EXTRAIT DU TEXTE
::::::::::
LES GLOIRES DE LA FETE : BENEVOL

LES GLOIRES DE LA FETE : BENEVOL

Publié le 31/07/2017 dans HISTOIRES FORAINES

 

BENEVOL,

 

MAÎTRE DU MYSTERE

 

ET COUPEUR DE TÊTE !

 

 

 

Surnommé le « Maître du Mystère » par les uns, le « Grand dominateur de la volonté » ou « Le coupeur de têtes » pour d’autres, Francesco Benevole, dit Bénévol, est né le 15 juillet 1865 à Plaisance en Italie. Son père, Bernardo Benevole, vendait des étoffes dans l’échoppe familiale avant de rejoindre, avec Maria, son épouse, la troupe du théâtre ambulant animée par ses oncles et cousins. Ses parents parcourent alors en famille la péninsule italienne, chantant, dansant ou jouant la comédie dans les villes et villages où ils montent leurs tréteaux. Pendant ce temps, Francesco est confié à sa grand-mère. Du moins jusqu’à ce que ses parents aient pris leur indépendance en montant leur propre théâtre, le        « Teatro Bernardo Benevole ». Il les rejoint les rejoint et partage alors la vie de la troupe. Une vie de voyageur qu’il mènera jusqu’à la fin de sa vie , ou presque…

 

 

 

Du Théatre familial…

 

En tournée, la vie n’est pas un long fleuve tranquille. Père et fils ne sont jamais d’accord. Ou que très rarement… Les disputes succèdent aux disputes au grand dam de la mère. Au point qu’après l’une elles, sans doute plus violente que les autres, le jeune Francesco quitte sa famille. Il parcourt alors l’Italie en exerçant mille petits métiers. Et devient un véritable « touche-à-tout » étant tout à la fois bon musicien, excellent bonisseur, vendeur d’onguents, d’amulettes et autres portes bonheur. Il fut même cireur de bottes et garçon de café, ainsi que le relate Jacques Garnier dans l’ouvrage « Bénévol, la Maître du Mystère ». Et cela, jusqu’au jour où sa route croise celle du théâtre ambulant de ses parents. De retrouvailles en embrassades, de part et autre on se promet d’oublier le passé.
Francesco réintègre la troupe du « Teatro Bernardo Benevole » qui se produit indifféremment en Italie et en France. Il y présente déjà quelques numéros de prestigitation et d’art clownesque.

 

En 1894, la troupe se trouve à Lyon à l’occasion de l’Exposition Universelle que doit inaugurer le président Sadi Carnot. Las, ce dernier est assassiné par l’anarchiste italien Caserio. Face à l’hostilité envers les Italiens qui en suivit, aux manifestations hostiles organisées çà et là, Bernardo Benevole repart en Italie vendre son théâtre avant de revenir en France où son fils a francisé son nom en… Bénévol.
::::::::::
LE MATÉRIEL
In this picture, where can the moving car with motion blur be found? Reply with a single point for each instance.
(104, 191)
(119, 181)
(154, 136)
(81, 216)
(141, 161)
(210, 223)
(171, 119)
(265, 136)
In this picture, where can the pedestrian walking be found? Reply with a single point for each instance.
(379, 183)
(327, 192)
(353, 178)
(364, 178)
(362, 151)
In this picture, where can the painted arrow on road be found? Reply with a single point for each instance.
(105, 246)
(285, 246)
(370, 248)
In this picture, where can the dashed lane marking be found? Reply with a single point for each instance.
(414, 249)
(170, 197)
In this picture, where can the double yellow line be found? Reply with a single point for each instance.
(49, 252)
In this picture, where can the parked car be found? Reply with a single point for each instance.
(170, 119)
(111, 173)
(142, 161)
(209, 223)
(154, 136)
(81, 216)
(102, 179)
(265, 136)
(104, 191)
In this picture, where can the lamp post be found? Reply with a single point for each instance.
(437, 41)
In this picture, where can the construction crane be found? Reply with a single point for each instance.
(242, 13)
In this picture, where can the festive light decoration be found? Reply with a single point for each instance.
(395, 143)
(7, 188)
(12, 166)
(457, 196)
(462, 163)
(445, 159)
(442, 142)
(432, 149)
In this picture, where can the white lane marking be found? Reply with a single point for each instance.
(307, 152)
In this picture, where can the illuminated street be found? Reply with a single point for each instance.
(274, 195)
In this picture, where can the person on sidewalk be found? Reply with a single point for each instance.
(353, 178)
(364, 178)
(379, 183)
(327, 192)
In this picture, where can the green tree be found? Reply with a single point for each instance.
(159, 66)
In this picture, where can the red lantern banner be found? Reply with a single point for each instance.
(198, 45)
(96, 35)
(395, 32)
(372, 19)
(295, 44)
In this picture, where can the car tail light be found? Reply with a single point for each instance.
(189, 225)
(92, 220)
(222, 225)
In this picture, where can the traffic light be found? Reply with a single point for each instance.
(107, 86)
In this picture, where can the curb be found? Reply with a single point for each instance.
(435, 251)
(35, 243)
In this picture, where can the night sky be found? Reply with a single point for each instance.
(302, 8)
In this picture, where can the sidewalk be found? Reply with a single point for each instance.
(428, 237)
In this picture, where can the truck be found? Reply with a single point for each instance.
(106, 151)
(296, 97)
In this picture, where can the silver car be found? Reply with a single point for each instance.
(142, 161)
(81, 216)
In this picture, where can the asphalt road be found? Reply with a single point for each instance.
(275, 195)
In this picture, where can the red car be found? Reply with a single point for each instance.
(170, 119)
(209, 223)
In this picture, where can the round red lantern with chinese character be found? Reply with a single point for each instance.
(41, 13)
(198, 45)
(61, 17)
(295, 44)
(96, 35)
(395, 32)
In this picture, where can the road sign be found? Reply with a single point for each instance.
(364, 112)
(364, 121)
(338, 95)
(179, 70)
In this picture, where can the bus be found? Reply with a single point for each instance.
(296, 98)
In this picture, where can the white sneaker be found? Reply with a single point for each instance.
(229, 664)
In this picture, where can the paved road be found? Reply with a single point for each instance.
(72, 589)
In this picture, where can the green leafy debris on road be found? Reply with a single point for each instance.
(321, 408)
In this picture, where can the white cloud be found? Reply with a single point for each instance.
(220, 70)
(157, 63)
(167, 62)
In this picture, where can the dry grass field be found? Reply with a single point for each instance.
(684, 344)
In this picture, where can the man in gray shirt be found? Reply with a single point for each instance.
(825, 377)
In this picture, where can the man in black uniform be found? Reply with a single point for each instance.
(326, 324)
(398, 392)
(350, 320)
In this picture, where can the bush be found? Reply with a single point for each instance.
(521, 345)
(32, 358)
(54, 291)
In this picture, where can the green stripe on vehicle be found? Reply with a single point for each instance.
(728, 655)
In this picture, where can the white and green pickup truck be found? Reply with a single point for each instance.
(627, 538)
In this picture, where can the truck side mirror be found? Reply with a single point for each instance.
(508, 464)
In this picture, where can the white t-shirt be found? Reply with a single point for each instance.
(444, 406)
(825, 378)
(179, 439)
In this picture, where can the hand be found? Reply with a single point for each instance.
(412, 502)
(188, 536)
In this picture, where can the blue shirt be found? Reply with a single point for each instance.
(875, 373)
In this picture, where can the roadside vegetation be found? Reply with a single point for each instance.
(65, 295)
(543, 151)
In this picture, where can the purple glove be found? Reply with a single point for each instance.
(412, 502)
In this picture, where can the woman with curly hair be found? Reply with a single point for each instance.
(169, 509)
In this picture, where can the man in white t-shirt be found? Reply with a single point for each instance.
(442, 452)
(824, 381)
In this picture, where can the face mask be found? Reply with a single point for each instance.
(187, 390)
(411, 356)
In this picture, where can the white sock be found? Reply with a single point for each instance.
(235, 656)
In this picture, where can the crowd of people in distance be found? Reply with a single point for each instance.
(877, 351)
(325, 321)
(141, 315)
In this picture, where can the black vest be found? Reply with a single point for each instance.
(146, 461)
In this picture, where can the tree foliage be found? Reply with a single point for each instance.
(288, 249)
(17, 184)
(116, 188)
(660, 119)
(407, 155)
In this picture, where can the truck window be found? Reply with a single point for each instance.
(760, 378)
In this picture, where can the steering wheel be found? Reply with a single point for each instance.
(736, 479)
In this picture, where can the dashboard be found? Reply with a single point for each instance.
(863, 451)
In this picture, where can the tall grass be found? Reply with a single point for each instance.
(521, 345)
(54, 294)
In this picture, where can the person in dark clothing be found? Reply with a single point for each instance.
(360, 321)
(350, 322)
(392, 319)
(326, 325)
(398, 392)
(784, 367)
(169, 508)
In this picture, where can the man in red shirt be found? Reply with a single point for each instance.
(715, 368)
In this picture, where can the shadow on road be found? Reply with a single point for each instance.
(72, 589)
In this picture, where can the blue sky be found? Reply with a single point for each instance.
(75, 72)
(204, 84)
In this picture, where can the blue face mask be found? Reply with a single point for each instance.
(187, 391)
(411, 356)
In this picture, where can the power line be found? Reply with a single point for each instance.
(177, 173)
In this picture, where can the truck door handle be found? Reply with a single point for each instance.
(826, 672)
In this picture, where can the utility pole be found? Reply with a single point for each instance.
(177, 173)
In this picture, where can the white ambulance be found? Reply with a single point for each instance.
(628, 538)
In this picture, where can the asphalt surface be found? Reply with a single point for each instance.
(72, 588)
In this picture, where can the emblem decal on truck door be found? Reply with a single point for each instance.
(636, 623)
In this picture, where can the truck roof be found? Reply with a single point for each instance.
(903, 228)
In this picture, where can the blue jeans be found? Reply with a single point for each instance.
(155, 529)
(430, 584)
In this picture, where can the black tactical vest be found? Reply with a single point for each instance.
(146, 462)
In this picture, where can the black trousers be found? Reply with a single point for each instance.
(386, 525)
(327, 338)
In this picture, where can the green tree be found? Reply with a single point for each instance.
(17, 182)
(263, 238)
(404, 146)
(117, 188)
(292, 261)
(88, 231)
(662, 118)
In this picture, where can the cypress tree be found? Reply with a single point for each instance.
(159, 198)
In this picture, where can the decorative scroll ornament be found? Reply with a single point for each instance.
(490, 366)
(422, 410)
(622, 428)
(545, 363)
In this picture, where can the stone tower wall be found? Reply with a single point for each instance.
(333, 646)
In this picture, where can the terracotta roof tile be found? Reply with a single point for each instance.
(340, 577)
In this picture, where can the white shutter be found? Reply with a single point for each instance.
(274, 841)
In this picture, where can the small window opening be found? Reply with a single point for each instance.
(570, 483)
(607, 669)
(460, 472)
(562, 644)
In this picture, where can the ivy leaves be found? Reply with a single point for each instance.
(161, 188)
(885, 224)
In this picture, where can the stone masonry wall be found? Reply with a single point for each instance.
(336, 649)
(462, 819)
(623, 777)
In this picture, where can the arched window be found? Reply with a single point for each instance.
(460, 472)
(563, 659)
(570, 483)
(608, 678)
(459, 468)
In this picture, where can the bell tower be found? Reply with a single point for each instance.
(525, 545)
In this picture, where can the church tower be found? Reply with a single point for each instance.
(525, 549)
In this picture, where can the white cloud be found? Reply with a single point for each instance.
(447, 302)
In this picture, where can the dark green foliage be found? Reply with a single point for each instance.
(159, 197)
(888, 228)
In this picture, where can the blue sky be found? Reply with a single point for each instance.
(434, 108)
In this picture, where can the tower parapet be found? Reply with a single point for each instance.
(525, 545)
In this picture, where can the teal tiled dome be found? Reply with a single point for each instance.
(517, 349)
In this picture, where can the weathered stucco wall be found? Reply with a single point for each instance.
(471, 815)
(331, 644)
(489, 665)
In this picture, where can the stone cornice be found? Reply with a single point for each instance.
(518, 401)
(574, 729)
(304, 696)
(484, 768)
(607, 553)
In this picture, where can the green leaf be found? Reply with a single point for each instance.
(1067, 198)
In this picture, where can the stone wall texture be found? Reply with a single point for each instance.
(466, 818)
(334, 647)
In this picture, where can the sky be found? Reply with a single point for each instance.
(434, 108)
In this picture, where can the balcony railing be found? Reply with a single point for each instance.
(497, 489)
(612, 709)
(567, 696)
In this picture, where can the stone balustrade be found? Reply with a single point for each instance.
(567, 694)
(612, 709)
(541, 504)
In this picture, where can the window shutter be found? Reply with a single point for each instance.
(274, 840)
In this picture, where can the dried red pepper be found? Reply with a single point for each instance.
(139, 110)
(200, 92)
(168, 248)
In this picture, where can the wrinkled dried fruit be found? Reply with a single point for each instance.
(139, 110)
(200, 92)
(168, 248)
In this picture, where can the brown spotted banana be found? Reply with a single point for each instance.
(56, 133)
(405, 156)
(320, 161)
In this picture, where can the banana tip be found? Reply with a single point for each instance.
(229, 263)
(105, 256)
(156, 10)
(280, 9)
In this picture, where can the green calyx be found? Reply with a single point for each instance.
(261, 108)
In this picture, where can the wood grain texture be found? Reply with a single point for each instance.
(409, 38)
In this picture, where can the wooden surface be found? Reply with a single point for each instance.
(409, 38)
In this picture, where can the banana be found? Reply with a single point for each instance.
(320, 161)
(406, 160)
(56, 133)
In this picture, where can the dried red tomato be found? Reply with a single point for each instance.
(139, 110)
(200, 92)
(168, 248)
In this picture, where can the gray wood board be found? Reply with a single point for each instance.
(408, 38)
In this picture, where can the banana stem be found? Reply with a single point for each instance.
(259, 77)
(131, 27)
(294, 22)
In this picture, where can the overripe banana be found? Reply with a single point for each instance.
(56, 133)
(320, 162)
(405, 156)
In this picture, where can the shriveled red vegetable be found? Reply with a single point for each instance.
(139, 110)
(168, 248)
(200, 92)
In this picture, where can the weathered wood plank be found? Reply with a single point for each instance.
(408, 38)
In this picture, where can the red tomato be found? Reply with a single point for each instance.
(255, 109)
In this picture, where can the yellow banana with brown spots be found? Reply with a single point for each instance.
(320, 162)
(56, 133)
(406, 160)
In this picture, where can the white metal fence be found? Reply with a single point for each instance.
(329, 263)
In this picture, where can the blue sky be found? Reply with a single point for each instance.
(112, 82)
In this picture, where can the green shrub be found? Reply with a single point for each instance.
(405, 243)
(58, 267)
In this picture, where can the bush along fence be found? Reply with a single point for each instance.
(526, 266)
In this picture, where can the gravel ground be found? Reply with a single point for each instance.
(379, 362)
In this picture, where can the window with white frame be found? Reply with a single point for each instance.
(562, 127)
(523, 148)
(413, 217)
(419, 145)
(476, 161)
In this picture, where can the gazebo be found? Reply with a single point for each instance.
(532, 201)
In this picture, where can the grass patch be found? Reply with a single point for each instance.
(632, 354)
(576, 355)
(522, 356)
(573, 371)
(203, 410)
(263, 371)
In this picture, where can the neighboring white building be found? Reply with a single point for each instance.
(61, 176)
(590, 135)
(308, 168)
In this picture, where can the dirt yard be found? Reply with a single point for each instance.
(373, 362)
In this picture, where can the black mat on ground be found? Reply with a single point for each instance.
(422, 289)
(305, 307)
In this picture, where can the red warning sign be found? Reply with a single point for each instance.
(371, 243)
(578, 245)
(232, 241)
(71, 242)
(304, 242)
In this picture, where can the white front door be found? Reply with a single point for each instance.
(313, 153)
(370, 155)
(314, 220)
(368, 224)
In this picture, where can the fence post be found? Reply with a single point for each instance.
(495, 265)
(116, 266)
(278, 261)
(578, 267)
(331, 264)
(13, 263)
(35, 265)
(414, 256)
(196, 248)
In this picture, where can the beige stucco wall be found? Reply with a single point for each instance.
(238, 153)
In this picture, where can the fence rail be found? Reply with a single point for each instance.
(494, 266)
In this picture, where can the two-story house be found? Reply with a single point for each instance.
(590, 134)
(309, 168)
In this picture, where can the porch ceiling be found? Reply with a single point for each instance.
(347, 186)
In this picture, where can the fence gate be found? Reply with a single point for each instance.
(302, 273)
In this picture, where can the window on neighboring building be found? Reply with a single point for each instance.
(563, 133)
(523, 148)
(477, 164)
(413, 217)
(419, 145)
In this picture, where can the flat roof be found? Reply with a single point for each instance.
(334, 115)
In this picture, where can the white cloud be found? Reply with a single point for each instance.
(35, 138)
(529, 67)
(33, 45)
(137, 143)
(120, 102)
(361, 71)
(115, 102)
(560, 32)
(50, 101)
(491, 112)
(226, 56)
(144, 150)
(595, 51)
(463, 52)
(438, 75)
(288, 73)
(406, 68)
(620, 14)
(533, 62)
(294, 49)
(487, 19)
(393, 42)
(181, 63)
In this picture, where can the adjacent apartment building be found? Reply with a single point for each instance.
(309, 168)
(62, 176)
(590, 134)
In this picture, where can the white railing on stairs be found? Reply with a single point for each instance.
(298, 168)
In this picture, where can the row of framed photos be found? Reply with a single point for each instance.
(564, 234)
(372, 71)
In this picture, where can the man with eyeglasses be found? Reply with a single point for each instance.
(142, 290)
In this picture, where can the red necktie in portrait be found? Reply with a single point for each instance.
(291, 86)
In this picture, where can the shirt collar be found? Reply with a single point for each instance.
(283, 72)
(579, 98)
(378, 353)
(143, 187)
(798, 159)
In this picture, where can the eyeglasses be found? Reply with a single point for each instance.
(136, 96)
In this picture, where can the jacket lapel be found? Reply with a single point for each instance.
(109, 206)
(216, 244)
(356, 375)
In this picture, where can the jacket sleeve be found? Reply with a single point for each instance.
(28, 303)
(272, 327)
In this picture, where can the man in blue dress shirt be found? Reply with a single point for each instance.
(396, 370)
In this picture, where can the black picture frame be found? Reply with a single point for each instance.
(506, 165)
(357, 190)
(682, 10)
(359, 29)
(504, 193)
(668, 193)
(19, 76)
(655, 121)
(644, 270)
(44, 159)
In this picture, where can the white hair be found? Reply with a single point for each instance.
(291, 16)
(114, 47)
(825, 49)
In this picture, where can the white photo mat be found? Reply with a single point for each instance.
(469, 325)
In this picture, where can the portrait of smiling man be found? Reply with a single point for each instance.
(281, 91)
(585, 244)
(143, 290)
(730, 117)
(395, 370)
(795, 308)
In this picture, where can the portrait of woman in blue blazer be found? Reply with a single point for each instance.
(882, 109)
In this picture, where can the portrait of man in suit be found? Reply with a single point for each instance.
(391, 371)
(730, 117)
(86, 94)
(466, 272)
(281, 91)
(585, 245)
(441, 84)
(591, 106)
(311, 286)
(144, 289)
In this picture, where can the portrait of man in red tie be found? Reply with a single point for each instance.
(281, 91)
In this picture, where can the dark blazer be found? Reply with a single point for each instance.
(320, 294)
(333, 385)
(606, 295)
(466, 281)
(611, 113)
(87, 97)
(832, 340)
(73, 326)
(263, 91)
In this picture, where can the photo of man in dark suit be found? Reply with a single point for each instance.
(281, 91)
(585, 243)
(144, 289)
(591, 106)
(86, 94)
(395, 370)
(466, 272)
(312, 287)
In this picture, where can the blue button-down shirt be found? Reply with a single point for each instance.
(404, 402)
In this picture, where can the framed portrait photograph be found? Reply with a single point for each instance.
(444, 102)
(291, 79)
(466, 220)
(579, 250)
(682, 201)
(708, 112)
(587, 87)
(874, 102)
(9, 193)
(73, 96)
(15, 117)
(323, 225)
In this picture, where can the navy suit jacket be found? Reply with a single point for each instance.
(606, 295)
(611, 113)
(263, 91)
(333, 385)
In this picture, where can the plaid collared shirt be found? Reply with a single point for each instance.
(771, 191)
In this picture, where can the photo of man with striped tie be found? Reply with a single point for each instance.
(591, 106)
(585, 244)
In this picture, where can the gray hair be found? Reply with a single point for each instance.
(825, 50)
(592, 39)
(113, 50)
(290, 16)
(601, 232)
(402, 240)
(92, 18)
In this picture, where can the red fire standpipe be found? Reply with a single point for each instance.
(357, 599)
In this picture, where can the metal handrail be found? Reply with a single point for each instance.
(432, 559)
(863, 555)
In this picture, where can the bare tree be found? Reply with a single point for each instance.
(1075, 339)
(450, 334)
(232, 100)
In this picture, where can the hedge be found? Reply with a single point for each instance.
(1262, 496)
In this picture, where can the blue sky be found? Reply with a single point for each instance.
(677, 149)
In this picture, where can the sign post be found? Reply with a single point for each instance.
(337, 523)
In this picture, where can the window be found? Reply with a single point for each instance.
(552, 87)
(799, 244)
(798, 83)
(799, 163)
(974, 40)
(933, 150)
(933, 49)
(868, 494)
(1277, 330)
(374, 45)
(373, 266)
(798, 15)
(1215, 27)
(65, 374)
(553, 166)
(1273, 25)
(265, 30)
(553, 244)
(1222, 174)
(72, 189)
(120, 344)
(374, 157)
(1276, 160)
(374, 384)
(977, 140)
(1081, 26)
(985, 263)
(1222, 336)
::::::::::
TRAVAIL DEMANDÉ
a - Répondez à ces questions d'après le texte sur Bénévol :
(i) À quelle date et dans quelle ville Francesco Benevole est-il né ?
(ii) Que vendait Bernardo Benevole dans l'échoppe familiale ?
(iii) En quelle année la troupe se trouve-t-elle à Lyon pour l'Exposition universelle ?
b - Écrivez la suite du texte sur Bénévol, juste après sa dernière phrase.

LES RÉPONSES
a -
(i) Le 15 juillet 1865, à Plaisance, en Italie.
(ii) Des étoffes.
(iii) En 1894.

b -
 

Comme il lui est difficile, voire impossible, de se débarrasser de son accent, il se prétend mexicain, s’habille tel et explique avec le plus grand naturel que son accent vient de cette contrée lointaine. D’ailleurs, dans « Forains d’hier et d’aujourd’hui », Jacques Garnier précise qu’il adopta « un costume de mexicain d’opérette qu’il a toujours conservé, la poitrine constellée de décorations imaginaires. Sa chevelure était enfermée dans un madras dont les pointes retombaient sur le côté jusqu’à l’épaule ».

 

 

 

… au Théâtre Mondain de Dulaar

 

Touche-à-tout de talent, le jeune Bénévol parcourt les foires avec des onguents et des remèdes destinés à apaiser les douleurs.

 

A Paris, on le croise « bonimentant » à l’angle du faubourg du Temple où il vend des pierres miraculeuses censées calmer les rages de dents et soulager les douleurs et les migraines. En fait, il s’agit de vulgaires pierres ponces colorées en vert et en rouge selon les vertus qu’il leur attribuait !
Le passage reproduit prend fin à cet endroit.